Duplicate every line of the material below without any changes.
┌─ Data extract
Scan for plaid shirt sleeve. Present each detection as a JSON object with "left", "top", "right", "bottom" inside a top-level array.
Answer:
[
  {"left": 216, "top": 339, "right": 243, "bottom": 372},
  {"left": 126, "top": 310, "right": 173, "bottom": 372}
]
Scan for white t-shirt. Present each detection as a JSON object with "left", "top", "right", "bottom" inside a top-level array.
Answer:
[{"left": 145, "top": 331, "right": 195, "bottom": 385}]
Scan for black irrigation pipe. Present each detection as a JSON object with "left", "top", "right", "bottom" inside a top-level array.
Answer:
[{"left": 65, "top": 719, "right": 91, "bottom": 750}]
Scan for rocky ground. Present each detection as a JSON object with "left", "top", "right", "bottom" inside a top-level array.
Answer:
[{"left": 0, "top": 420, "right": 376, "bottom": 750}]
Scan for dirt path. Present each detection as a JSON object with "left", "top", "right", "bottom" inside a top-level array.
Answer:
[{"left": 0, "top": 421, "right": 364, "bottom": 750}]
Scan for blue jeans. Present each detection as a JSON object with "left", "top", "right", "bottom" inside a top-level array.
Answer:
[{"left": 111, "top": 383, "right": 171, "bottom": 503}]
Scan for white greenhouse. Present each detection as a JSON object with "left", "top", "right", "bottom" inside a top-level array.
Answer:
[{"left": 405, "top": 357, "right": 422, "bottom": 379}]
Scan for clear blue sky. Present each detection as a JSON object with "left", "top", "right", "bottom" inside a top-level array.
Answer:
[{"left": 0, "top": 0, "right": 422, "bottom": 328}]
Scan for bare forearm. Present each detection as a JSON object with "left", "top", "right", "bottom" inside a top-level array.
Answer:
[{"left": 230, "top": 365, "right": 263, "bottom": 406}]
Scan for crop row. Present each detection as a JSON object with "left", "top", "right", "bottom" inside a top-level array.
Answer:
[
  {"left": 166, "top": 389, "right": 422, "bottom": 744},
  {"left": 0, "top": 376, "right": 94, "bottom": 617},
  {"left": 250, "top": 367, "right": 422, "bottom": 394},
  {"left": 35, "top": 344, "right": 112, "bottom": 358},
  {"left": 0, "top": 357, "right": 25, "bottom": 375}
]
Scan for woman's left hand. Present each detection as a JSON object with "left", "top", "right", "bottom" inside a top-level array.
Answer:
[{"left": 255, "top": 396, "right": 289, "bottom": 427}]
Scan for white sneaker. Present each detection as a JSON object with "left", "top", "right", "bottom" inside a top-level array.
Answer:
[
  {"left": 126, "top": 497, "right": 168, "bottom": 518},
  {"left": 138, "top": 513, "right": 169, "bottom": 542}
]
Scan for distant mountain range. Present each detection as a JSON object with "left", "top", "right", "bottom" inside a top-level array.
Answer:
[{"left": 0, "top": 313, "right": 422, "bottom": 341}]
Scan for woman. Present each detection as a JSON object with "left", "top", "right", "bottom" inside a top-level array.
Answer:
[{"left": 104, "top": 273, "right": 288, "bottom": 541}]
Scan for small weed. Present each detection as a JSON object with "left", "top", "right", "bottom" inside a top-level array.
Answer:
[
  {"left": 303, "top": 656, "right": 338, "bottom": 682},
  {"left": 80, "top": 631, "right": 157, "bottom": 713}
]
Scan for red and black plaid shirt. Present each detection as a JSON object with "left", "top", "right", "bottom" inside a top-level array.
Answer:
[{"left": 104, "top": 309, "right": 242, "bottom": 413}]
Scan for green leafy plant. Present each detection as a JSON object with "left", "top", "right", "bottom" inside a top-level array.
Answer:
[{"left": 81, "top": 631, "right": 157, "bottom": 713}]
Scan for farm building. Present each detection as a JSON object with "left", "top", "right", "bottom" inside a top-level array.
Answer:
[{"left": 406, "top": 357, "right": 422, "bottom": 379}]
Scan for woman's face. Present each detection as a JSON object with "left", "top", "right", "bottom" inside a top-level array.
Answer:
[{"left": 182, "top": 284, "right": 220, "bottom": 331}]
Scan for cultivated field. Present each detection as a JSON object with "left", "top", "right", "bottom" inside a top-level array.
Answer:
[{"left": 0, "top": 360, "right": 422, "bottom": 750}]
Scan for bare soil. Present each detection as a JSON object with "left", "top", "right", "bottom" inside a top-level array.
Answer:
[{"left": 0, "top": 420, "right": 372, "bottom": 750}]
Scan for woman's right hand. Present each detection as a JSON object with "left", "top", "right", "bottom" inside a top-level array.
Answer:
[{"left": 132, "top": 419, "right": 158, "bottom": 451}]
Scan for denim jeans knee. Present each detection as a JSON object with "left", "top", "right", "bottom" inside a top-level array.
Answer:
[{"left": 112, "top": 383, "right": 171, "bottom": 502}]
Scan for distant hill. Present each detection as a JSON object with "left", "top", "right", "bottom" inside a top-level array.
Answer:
└─
▶ _Solved problem_:
Scan for plaid shirt sleeve. Present each detection as a JSON object with "left", "top", "right", "bottom" inside a top-level array.
Answer:
[
  {"left": 216, "top": 339, "right": 243, "bottom": 372},
  {"left": 126, "top": 310, "right": 173, "bottom": 372}
]
Scan for white t-shirt. Present each detection as a JSON object with "left", "top", "right", "bottom" inside a top-level array.
Answer:
[{"left": 145, "top": 331, "right": 195, "bottom": 385}]
Scan for black irrigation pipe. Present each detection as a JSON object with "left", "top", "right", "bottom" inside a top-level array.
Answer:
[{"left": 65, "top": 719, "right": 91, "bottom": 750}]
Scan for rocky ground. Present each detection as a JSON object with "left", "top", "right", "bottom" inside a top-level array.
Answer:
[{"left": 0, "top": 420, "right": 376, "bottom": 750}]
Scan for dirt path. Present each detection as a JSON object with "left", "top", "right", "bottom" inside a top-level array.
Answer:
[{"left": 0, "top": 421, "right": 364, "bottom": 750}]
Scan for blue jeans. Present each detection as a JSON object with "left", "top", "right", "bottom" inside a top-level array.
Answer:
[{"left": 111, "top": 383, "right": 171, "bottom": 503}]
Scan for white greenhouse. Present each detection as a JSON object with "left", "top", "right", "bottom" inside a top-level array.
Answer:
[{"left": 405, "top": 357, "right": 422, "bottom": 379}]
Scan for clear blue sky. Present each detection as a JSON object with "left", "top", "right", "bottom" inside a top-level array.
Answer:
[{"left": 0, "top": 0, "right": 422, "bottom": 328}]
Scan for bare forearm. Present each detection as a JSON object with "left", "top", "right", "bottom" inside a top-level array.
Answer:
[{"left": 230, "top": 365, "right": 263, "bottom": 406}]
Scan for crop row. Present each detection as a JSON object with "left", "top", "right", "bottom" inside a top-level array.
Answer:
[
  {"left": 166, "top": 389, "right": 422, "bottom": 744},
  {"left": 0, "top": 376, "right": 94, "bottom": 617},
  {"left": 250, "top": 367, "right": 422, "bottom": 394},
  {"left": 35, "top": 344, "right": 112, "bottom": 358},
  {"left": 0, "top": 357, "right": 25, "bottom": 375}
]
Scan for woman's left hand. Present each detection as a JSON object with "left", "top", "right", "bottom" inside a top-level array.
Answer:
[{"left": 255, "top": 396, "right": 289, "bottom": 427}]
Scan for white sneaker. Present each detection as a JSON object with "left", "top", "right", "bottom" inside a top-level array.
Answer:
[
  {"left": 126, "top": 497, "right": 168, "bottom": 518},
  {"left": 138, "top": 513, "right": 169, "bottom": 542}
]
Scan for distant mountain range. Present each detection as a JSON object with "left", "top", "right", "bottom" inside a top-level array.
Answer:
[{"left": 0, "top": 313, "right": 422, "bottom": 341}]
Scan for woman. Present each detection as a JSON object with "left", "top", "right", "bottom" inside a top-level array.
Answer:
[{"left": 104, "top": 273, "right": 288, "bottom": 541}]
Scan for small weed. Present each detection as a JSON object with "left", "top", "right", "bottom" inside a top-level array.
Answer:
[
  {"left": 303, "top": 656, "right": 338, "bottom": 682},
  {"left": 80, "top": 631, "right": 157, "bottom": 713}
]
Scan for red and black plaid shirt. Present each detection as a JSON object with "left", "top", "right", "bottom" inside a top-level array.
Answer:
[{"left": 104, "top": 309, "right": 242, "bottom": 413}]
Scan for green leafy plant. Present each detection as a JSON object with "left", "top", "right", "bottom" inside a top-level array.
Answer:
[{"left": 81, "top": 631, "right": 157, "bottom": 713}]
Scan for farm building. Present each detection as a JSON object with "left", "top", "right", "bottom" inside a top-level array.
Answer:
[{"left": 406, "top": 357, "right": 422, "bottom": 379}]
Scan for woman's face. Present each detection as a JSON object with "left", "top", "right", "bottom" inside a top-level array.
Answer:
[{"left": 182, "top": 284, "right": 220, "bottom": 331}]
Scan for cultivated field. Present each detection as a JSON object with "left", "top", "right", "bottom" inside a top-level array.
Answer:
[{"left": 0, "top": 360, "right": 422, "bottom": 750}]
Scan for bare soil. Present each detection as a JSON object with "left", "top", "right", "bottom" inside a top-level array.
Answer:
[{"left": 0, "top": 420, "right": 372, "bottom": 750}]
Scan for woman's right hand. Present each detection as a JSON object with "left", "top", "right", "bottom" inside a top-level array.
Answer:
[{"left": 132, "top": 419, "right": 158, "bottom": 451}]
Scan for denim jeans knee. Present each detection as a JSON object with "left", "top", "right", "bottom" inside a top-level array.
Answer:
[{"left": 112, "top": 383, "right": 171, "bottom": 502}]
Scan for distant hill. Present each detection as a JSON object with "left", "top", "right", "bottom" inside a top-level array.
Answer:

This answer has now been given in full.